## Exercise objective
Retype the records word for word. Skip every image.

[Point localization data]
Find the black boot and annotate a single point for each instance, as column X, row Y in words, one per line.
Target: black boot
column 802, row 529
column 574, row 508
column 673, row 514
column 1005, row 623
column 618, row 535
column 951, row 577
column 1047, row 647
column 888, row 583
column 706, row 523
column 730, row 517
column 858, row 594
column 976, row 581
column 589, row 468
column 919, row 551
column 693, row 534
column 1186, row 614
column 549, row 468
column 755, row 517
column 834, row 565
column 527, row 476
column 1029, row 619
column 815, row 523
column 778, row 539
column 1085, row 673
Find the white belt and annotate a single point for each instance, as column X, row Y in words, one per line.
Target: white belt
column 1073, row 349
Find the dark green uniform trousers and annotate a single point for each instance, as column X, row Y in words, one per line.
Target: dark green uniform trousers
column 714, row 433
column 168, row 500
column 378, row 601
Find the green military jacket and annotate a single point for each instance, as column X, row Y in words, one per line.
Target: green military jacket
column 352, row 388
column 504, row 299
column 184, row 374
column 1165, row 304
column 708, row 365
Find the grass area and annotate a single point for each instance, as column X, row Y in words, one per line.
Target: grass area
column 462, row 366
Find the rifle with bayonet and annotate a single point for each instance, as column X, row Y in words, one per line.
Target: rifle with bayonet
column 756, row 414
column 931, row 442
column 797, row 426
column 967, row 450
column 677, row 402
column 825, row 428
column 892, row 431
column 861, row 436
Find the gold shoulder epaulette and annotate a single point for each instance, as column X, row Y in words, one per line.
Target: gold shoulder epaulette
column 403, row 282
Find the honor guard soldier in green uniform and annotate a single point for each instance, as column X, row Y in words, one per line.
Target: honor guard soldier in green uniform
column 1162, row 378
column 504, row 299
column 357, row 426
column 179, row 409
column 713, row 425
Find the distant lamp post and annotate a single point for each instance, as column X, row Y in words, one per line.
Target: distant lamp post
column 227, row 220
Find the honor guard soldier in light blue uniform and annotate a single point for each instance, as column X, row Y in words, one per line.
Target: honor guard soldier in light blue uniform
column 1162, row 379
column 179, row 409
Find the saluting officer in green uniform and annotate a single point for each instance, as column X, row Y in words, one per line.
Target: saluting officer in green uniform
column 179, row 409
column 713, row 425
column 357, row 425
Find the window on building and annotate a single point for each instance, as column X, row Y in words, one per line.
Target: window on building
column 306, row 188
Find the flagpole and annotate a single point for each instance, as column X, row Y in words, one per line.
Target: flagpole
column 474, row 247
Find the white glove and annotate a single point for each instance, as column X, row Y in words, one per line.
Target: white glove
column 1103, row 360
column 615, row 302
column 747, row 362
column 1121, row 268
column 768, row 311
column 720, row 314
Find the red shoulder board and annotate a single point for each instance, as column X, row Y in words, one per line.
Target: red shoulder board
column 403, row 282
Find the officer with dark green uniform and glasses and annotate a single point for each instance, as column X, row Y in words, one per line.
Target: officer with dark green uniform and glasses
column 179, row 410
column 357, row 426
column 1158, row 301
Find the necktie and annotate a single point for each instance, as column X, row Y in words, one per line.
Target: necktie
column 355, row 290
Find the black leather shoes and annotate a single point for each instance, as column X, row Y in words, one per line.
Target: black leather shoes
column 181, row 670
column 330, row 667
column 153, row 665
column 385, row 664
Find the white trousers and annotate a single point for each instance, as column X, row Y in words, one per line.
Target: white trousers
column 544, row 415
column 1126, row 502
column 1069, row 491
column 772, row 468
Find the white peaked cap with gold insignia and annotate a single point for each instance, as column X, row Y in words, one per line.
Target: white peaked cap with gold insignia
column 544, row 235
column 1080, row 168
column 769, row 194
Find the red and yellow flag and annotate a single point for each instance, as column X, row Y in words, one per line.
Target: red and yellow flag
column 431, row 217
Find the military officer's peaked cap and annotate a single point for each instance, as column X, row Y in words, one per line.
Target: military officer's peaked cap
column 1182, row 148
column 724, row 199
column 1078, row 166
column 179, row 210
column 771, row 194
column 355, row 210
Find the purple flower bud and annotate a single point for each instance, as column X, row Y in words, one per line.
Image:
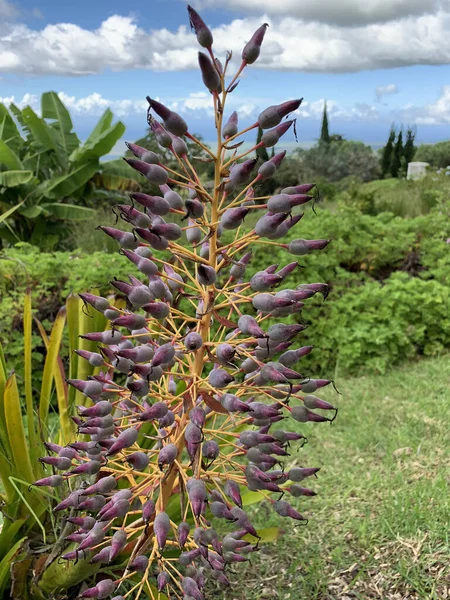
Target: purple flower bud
column 85, row 523
column 311, row 385
column 130, row 321
column 187, row 557
column 93, row 504
column 118, row 542
column 167, row 455
column 313, row 402
column 253, row 438
column 179, row 146
column 268, row 302
column 190, row 588
column 140, row 563
column 162, row 136
column 125, row 238
column 193, row 341
column 126, row 439
column 91, row 467
column 282, row 203
column 52, row 481
column 158, row 310
column 103, row 485
column 197, row 416
column 232, row 403
column 303, row 415
column 303, row 188
column 103, row 589
column 206, row 275
column 231, row 126
column 154, row 173
column 290, row 357
column 156, row 241
column 194, row 233
column 58, row 462
column 210, row 76
column 242, row 519
column 143, row 153
column 90, row 389
column 268, row 168
column 204, row 35
column 248, row 326
column 156, row 411
column 183, row 533
column 240, row 174
column 102, row 557
column 210, row 450
column 272, row 116
column 156, row 204
column 284, row 509
column 161, row 527
column 219, row 378
column 170, row 231
column 172, row 120
column 197, row 496
column 173, row 198
column 192, row 437
column 301, row 247
column 268, row 223
column 138, row 460
column 271, row 137
column 252, row 49
column 162, row 580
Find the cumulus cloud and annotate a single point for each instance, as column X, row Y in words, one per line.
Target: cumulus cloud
column 435, row 113
column 344, row 12
column 7, row 10
column 292, row 44
column 385, row 90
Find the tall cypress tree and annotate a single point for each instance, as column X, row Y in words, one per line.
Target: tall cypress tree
column 386, row 156
column 325, row 133
column 397, row 155
column 409, row 148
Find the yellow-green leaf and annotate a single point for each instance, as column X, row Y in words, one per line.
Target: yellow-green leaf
column 16, row 431
column 50, row 365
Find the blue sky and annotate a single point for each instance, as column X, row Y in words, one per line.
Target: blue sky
column 375, row 61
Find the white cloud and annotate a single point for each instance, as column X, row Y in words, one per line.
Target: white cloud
column 7, row 10
column 436, row 113
column 342, row 12
column 385, row 90
column 290, row 44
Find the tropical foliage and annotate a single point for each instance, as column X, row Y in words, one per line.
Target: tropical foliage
column 48, row 178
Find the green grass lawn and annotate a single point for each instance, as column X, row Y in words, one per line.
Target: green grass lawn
column 379, row 527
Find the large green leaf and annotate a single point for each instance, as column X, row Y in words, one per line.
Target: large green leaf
column 9, row 212
column 8, row 129
column 100, row 144
column 38, row 128
column 69, row 212
column 66, row 185
column 53, row 108
column 8, row 157
column 14, row 178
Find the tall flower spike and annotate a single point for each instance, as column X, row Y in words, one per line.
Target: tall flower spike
column 189, row 361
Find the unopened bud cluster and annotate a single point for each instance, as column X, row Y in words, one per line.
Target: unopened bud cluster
column 191, row 378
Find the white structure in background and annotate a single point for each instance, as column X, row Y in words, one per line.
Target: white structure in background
column 417, row 170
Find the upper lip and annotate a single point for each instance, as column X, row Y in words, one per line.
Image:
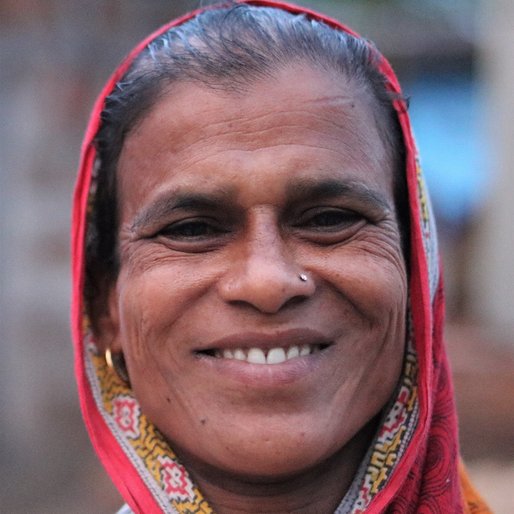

## Problem solution
Find the black boot and annotate a single point for each instance, as column X, row Y in words, one per line.
Target: black boot
column 802, row 529
column 574, row 508
column 673, row 514
column 1005, row 623
column 618, row 535
column 951, row 577
column 1047, row 647
column 888, row 583
column 706, row 523
column 730, row 517
column 858, row 594
column 976, row 581
column 589, row 468
column 919, row 551
column 693, row 534
column 1186, row 614
column 549, row 468
column 755, row 517
column 834, row 565
column 527, row 476
column 1029, row 619
column 815, row 523
column 778, row 539
column 1085, row 673
Find the white belt and annotate a single point for each instance, as column X, row Y in words, one per line.
Target: white belt
column 1073, row 349
Find the dark green uniform trousers and annotate a single point for each instance, as column X, row Y in words, one per line.
Target: dark green uniform trousers
column 714, row 433
column 168, row 500
column 378, row 601
Find the green military jacket and annotate a single point for each instance, as column X, row Y in words, one per line.
Target: green military jacket
column 352, row 388
column 504, row 299
column 184, row 374
column 1165, row 304
column 708, row 365
Find the grass area and annotate a single point for each instance, as column X, row Y in words, one per line.
Target: grass area
column 462, row 366
Find the rifle with bayonet and annotate a single point for each instance, as column X, row Y in words, one per line.
Target: rifle with bayonet
column 756, row 414
column 931, row 442
column 797, row 426
column 967, row 450
column 677, row 402
column 825, row 428
column 892, row 431
column 861, row 436
Find the gold shoulder epaulette and annotate a single point for each instance, as column X, row Y in words, one per line.
Target: gold shoulder epaulette
column 403, row 282
Find the honor guard soldier in green uniform and annotate a single point for each instance, as column X, row Y in words, one per line.
Target: honor guard soldier in green uniform
column 1162, row 378
column 504, row 299
column 357, row 426
column 179, row 409
column 713, row 425
Find the distant lamp post and annotate a single point for each instance, as column X, row Y in words, one per line.
Target: distant lamp post
column 227, row 220
Find the honor guard soldier in light blue uniform and annotate a single point for each instance, as column X, row Y in words, one per line.
Target: honor guard soldier in light blue uniform
column 1162, row 379
column 179, row 409
Find the saluting officer in green uniform and annotate a single point for each instance, as column X, row Y in words, one per line.
Target: saluting officer in green uniform
column 179, row 409
column 713, row 425
column 357, row 425
Find the window on building and annotate a single point for each instance, as column X, row Y in words, one per line.
Target: window on building
column 306, row 188
Find the flagpole and annotate a single point for each instance, as column X, row Y in words, one per line.
Target: flagpole
column 474, row 247
Find the white glove and annotate a single point for each instance, as column X, row Y in words, one per line.
Target: white glove
column 1103, row 360
column 615, row 302
column 747, row 362
column 1121, row 268
column 768, row 311
column 720, row 314
Find the red shoulder board and annotate a single point for each instance, as column X, row Y in words, one per line.
Target: red shoulder board
column 403, row 282
Find the officer with dark green uniform and glasses and annotate a single point for each instance, as column X, row Y in words, one per line.
Target: officer with dark green uniform and glasses
column 179, row 410
column 357, row 426
column 1158, row 301
Find the necktie and annotate a single point for each instance, as column X, row Y in words, one per line.
Target: necktie
column 355, row 290
Find the black leather shoes and annotate a single point for each instance, as column X, row Y in words, one per line.
Target: black leather shoes
column 181, row 670
column 330, row 667
column 153, row 665
column 385, row 664
Find the white trousers and annotate a single point for each instance, as column X, row Y in words, one per line.
Target: white trousers
column 544, row 415
column 1126, row 502
column 1069, row 491
column 772, row 468
Find the white peaked cap with gold insignia and annotate a single point for each instance, as column X, row Y in words, one per line.
Target: white peaked cap with gold insignia
column 544, row 235
column 1080, row 168
column 769, row 194
Find the red and yellow flag and annotate a single point for each instance, as column X, row Y in words, one per line.
Target: red and yellow flag
column 431, row 217
Find the military officer's peaked cap and annotate a single point for each instance, as column X, row Y in words, one per line.
Target: military officer's peaked cap
column 1182, row 148
column 724, row 199
column 1078, row 166
column 179, row 210
column 771, row 194
column 355, row 210
Find the purple flower bud and annotate a single point for each instance, as column X, row Y in words, one per line.
Image:
Target: purple flower bud
column 85, row 523
column 311, row 385
column 130, row 321
column 187, row 557
column 93, row 504
column 118, row 542
column 167, row 455
column 313, row 402
column 253, row 438
column 179, row 146
column 268, row 302
column 190, row 588
column 140, row 563
column 162, row 136
column 125, row 238
column 193, row 341
column 126, row 439
column 91, row 467
column 282, row 203
column 52, row 481
column 158, row 310
column 103, row 485
column 197, row 416
column 232, row 403
column 303, row 415
column 303, row 188
column 103, row 589
column 206, row 275
column 231, row 126
column 154, row 173
column 290, row 357
column 156, row 241
column 194, row 233
column 58, row 462
column 210, row 76
column 242, row 519
column 143, row 153
column 90, row 389
column 268, row 168
column 204, row 35
column 248, row 326
column 156, row 411
column 183, row 533
column 240, row 174
column 102, row 557
column 210, row 450
column 272, row 116
column 156, row 204
column 284, row 509
column 161, row 527
column 219, row 378
column 170, row 231
column 172, row 120
column 197, row 496
column 173, row 198
column 192, row 437
column 301, row 247
column 268, row 223
column 138, row 460
column 271, row 137
column 252, row 49
column 162, row 580
Find the cumulus cloud and annotate a single point for each instance, as column X, row Y in words, one per line.
Target: cumulus cloud
column 435, row 113
column 344, row 12
column 7, row 10
column 292, row 44
column 385, row 90
Find the tall cypress tree and annotate a single point for each instance, as column X, row Y in words, one per line.
Target: tall cypress tree
column 386, row 156
column 325, row 133
column 397, row 155
column 409, row 148
Find the yellow-green leaf and annotate a single point for each instance, as column X, row Y in words, one per line.
Target: yellow-green leaf
column 16, row 431
column 50, row 365
Find the blue sky and annotate a single point for each instance, as column X, row Y in words, one per line.
Target: blue sky
column 375, row 61
Find the white cloud and annotate a single point for each instance, as column X, row Y in words, one per line.
Target: white cloud
column 7, row 10
column 436, row 113
column 342, row 12
column 385, row 90
column 290, row 44
Find the tropical foliage and annotate a single point for each instance, as column X, row Y in words, one per line.
Target: tropical foliage
column 48, row 178
Find the green grass lawn and annotate a single point for each instance, as column X, row Y in words, one per line.
Target: green grass lawn
column 379, row 527
Find the large green leaf and annotate a single point for each instance, as column X, row Y in words, one per line.
Target: large green leaf
column 9, row 212
column 8, row 129
column 100, row 144
column 38, row 128
column 69, row 212
column 66, row 185
column 53, row 108
column 8, row 157
column 14, row 178
Find the tall flower spike and annotate a single point for each instance, as column X, row Y in words, one per line.
Target: tall flower spike
column 189, row 361
Find the unopened bud cluster and annotate a single point for each instance, as column X, row Y in words, one per line.
Target: unopened bud cluster
column 191, row 378
Find the white structure in background and annotate a single point for each instance, as column X, row Y in words, one per line.
Target: white structure in background
column 417, row 170
Find the upper lip and annotate a single point for each instance, as column X, row Y in words, one per line.
Image:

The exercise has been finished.